* EXERCISE INPUTS
[Start of section]
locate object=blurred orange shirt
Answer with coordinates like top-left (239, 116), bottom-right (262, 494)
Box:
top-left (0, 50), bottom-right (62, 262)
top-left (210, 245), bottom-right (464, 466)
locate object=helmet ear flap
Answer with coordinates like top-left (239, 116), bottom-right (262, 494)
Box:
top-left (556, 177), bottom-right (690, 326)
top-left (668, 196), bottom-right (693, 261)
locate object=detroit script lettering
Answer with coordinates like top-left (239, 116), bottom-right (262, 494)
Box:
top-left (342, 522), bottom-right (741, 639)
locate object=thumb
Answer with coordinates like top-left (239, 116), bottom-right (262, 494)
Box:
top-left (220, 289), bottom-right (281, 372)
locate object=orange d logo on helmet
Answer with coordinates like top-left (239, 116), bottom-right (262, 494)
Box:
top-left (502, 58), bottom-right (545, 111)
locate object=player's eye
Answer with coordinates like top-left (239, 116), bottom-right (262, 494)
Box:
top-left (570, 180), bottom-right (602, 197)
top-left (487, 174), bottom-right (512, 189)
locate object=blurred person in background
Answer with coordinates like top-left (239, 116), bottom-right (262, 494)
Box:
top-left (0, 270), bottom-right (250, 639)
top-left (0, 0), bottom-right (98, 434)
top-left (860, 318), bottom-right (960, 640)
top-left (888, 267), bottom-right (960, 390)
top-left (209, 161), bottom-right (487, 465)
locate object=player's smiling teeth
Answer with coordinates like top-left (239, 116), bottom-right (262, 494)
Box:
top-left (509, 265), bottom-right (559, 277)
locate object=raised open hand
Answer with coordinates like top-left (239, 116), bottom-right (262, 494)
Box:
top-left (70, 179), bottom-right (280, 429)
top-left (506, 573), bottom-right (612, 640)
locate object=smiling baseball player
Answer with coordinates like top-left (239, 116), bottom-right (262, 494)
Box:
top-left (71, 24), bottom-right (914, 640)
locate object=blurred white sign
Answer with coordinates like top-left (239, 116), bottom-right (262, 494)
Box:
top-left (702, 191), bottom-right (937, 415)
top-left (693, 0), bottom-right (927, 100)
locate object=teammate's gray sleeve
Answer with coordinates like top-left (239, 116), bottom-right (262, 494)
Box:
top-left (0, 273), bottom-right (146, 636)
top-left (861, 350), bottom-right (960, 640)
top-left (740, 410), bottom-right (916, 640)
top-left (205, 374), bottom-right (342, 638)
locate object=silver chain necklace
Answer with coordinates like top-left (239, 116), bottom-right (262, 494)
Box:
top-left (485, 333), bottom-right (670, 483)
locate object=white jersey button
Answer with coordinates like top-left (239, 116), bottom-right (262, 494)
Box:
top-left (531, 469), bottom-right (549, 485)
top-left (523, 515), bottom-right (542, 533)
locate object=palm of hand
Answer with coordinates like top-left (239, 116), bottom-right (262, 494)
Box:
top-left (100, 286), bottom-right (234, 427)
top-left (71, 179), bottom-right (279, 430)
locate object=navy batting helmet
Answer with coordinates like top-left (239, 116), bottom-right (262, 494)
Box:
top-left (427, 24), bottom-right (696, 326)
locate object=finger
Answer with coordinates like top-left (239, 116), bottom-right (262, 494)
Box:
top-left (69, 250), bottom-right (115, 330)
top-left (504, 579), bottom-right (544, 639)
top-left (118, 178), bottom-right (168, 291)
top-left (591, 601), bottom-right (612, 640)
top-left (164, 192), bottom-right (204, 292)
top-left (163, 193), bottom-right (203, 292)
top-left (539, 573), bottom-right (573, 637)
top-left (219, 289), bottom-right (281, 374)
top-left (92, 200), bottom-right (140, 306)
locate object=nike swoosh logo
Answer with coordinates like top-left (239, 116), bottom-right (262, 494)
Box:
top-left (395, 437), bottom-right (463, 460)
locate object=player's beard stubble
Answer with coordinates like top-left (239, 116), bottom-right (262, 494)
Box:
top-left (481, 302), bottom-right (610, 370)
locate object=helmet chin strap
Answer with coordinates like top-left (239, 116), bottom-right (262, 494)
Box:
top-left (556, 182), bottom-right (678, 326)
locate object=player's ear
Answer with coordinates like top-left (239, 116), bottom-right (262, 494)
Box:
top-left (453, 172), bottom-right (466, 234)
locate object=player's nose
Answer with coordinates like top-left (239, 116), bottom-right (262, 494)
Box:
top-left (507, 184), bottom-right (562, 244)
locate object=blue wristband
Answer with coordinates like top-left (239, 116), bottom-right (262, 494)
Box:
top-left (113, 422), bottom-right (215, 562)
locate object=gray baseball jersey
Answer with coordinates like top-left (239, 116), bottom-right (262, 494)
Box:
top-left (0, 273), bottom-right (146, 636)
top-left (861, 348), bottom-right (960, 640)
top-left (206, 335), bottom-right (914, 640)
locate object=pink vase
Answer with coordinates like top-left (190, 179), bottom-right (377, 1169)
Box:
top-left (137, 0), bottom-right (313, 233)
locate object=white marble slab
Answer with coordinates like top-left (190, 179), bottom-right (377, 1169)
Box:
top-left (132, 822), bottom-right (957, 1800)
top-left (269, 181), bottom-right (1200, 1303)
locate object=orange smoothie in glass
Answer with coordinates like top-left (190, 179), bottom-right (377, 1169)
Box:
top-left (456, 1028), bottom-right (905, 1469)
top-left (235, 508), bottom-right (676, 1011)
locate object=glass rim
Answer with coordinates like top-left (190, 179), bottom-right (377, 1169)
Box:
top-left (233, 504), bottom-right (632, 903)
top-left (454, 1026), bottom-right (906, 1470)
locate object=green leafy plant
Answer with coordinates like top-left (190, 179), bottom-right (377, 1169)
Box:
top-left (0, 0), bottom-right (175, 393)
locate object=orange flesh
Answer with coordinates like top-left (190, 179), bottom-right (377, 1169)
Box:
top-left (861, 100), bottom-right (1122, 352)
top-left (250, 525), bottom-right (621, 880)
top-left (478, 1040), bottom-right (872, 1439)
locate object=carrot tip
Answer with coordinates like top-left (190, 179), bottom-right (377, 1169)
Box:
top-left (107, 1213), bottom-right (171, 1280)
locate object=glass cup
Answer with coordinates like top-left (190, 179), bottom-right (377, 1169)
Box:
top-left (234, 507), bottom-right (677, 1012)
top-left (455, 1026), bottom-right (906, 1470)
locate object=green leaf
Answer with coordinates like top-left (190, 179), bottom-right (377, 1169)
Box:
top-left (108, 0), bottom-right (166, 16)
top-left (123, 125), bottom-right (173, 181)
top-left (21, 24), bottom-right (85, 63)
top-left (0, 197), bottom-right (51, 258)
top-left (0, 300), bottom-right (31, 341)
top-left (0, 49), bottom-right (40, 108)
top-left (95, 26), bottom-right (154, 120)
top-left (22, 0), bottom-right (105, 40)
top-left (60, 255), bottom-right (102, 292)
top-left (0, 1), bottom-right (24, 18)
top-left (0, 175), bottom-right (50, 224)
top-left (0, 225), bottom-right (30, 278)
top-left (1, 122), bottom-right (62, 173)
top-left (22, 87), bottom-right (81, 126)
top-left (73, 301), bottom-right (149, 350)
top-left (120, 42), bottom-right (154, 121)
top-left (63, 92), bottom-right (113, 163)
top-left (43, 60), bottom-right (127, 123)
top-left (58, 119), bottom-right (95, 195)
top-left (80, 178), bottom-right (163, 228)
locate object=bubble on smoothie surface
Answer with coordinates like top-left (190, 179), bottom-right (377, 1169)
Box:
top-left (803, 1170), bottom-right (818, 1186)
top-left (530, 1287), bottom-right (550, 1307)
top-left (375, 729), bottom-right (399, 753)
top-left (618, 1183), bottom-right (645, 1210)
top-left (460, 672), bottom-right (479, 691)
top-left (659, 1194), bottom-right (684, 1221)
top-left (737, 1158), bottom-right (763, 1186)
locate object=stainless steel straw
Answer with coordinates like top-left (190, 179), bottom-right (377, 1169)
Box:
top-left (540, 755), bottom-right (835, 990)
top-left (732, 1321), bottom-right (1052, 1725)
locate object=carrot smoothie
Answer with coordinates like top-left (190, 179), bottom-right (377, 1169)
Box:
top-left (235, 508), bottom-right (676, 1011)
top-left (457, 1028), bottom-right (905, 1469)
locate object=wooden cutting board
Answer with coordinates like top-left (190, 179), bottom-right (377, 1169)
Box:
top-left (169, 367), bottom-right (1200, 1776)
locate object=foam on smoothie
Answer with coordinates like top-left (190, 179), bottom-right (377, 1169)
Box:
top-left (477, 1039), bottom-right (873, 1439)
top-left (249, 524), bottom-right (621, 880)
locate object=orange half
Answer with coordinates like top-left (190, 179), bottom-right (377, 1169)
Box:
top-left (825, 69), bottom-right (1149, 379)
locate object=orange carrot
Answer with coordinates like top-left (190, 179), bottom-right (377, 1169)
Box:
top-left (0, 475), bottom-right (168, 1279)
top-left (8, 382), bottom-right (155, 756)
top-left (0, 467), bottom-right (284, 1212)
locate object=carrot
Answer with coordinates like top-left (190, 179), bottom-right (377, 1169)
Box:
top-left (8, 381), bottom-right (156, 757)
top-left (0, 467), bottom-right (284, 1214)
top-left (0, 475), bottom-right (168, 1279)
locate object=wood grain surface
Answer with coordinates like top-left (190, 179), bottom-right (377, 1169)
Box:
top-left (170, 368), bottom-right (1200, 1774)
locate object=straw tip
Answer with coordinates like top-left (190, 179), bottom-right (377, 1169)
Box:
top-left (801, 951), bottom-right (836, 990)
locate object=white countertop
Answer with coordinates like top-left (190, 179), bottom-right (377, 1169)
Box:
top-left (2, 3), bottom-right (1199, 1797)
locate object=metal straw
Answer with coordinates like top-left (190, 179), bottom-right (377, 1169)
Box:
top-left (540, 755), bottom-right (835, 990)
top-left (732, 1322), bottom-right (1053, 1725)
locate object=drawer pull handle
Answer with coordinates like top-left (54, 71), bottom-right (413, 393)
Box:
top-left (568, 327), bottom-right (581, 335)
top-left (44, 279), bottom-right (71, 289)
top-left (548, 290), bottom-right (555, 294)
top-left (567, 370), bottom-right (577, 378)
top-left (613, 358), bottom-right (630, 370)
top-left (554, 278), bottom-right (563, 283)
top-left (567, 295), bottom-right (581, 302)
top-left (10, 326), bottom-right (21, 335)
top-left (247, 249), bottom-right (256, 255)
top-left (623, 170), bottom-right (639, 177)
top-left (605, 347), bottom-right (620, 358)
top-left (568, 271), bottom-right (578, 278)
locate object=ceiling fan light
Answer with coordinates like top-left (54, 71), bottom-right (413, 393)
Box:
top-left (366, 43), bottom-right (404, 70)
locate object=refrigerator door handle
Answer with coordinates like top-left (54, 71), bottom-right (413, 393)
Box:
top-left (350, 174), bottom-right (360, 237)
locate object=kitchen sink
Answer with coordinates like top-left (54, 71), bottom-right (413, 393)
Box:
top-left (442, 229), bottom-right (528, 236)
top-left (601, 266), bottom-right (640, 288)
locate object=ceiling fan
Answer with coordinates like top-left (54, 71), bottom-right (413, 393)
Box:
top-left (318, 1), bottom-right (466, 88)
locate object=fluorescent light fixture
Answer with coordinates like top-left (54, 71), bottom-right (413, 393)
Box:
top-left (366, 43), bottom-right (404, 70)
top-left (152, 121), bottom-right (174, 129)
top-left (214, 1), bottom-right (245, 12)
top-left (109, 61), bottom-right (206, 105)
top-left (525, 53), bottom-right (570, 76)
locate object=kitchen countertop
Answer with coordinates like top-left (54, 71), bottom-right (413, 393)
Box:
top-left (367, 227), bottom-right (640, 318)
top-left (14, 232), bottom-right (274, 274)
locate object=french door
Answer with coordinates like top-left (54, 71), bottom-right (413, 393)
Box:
[End of section]
From the listing above, determine how many lines contain "countertop", then write only that number.

2